▶ ТЕКСТ
Язык польских дебатов на тему Холокоста (а я думаю здесь только о людях, открытых для подобных дебатов) — это язык католицизма. В масштабах всего общества это своего рода сдержанность, «модель посредничества» или поиск золотой середины — лишенное ожесточенности «взвешивание взаимных польских и еврейских грехов и обид» [127]. В индивидуальном плане это проблемы вины и ответственности, уже упомянутый вопрос: что бы я сделал тогда? Не судите, да не судимы будете.
Отдельный вопрос — своего рода запрет на использование термина «антисемитизм». Антисемитизм, как известно, проявляется на практике, антисемита узнают по его действиям и словам. Я бы хотела привести два примера того, как трудно применить этот термин к антисемитским действиям. Оба примера относятся ко времени окончания работы над этой книгой (осень 2019 года). Вновь процитирую примеры из источников, открытых для разговора об антисемитизме. В «Газете Выборчей» вышла статья Януша Рудницкого о Ежи Косинском, в которой мы находим полный набор антисемитских стереотипов, к примеру образ богатых небла-годарных евреев, использующих бедных польских крестьян, укрывающих их во время Холокоста [128]. Протесты, вызванные содержанием статьи, назвали грубыми нападками на автора — грубостью назвали обвинение в антисемитизме [129].

▶ ЗАДАНИЕ
Ответьте по тексту на вопросы:
(a) Каким языком назван язык польских дебатов на тему Холокоста?
(b) К какому времени относятся оба примера трудности применения термина «антисемитизм»?
(c) Как назвали протесты, вызванные статьей Януша Рудницкого о Ежи Косинском?

▶ ИСХОДНЫЕ ЗАПИСИ

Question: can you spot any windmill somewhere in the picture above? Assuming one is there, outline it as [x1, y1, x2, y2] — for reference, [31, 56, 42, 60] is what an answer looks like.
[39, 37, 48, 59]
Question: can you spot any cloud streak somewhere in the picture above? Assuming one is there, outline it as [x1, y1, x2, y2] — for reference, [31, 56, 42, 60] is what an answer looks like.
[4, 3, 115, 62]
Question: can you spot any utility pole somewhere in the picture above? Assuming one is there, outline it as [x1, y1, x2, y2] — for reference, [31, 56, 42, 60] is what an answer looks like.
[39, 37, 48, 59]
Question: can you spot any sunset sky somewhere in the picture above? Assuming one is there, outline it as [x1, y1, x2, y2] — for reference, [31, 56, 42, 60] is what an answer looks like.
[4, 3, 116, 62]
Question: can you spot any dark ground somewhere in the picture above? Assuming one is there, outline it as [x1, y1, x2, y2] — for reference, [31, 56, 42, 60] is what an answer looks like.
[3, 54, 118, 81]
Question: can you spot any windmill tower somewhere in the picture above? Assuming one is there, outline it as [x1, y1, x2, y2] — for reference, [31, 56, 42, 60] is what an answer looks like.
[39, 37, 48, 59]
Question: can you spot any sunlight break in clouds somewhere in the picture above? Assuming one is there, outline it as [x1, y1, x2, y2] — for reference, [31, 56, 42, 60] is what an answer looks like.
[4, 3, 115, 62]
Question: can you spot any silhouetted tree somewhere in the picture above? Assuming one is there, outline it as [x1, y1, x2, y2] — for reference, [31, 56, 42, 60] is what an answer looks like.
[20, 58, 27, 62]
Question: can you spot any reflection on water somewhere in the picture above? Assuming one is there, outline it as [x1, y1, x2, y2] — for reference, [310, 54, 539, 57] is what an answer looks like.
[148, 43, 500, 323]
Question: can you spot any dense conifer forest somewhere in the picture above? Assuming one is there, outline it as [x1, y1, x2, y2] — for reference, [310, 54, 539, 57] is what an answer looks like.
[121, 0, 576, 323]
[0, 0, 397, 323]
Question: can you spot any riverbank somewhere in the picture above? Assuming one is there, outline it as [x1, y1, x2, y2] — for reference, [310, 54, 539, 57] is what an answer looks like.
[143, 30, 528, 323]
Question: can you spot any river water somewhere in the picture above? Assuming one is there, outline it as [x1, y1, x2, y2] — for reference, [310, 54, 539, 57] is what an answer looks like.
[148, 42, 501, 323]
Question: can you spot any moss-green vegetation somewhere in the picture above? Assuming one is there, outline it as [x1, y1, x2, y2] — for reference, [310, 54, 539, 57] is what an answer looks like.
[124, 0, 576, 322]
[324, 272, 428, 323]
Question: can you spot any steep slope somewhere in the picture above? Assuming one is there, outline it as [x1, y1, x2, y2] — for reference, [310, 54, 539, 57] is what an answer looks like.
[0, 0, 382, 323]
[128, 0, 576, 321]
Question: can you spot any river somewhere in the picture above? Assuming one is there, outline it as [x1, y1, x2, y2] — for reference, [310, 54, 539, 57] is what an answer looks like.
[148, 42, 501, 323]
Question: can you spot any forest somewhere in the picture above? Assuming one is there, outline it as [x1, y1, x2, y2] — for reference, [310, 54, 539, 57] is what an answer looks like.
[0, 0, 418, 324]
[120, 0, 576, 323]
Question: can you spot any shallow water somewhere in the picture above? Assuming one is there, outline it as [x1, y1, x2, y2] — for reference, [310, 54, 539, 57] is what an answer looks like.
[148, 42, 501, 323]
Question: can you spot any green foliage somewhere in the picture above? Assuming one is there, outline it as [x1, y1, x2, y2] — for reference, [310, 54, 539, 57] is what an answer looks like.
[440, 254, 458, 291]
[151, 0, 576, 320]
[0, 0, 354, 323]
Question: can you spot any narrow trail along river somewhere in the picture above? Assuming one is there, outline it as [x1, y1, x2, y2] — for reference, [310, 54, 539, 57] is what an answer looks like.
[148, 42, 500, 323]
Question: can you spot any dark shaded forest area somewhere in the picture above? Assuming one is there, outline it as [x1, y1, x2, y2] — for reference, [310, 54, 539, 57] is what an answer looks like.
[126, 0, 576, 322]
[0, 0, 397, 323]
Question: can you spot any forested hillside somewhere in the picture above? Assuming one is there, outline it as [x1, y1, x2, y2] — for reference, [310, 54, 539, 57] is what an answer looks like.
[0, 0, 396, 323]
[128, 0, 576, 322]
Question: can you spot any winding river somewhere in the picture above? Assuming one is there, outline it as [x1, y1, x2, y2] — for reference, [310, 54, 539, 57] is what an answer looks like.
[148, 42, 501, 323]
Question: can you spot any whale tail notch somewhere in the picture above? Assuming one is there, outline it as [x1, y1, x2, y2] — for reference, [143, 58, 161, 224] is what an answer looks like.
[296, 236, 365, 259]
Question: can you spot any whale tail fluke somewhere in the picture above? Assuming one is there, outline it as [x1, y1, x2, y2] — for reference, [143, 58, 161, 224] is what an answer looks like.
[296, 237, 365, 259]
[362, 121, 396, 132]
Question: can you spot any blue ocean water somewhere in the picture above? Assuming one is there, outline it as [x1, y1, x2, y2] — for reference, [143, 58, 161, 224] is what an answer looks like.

▶ ОТВЕТ
(a) Языком католицизма.
(b) Ко времени окончания работы над книгой, осени 2019 года.
(c) Грубыми нападками на автора.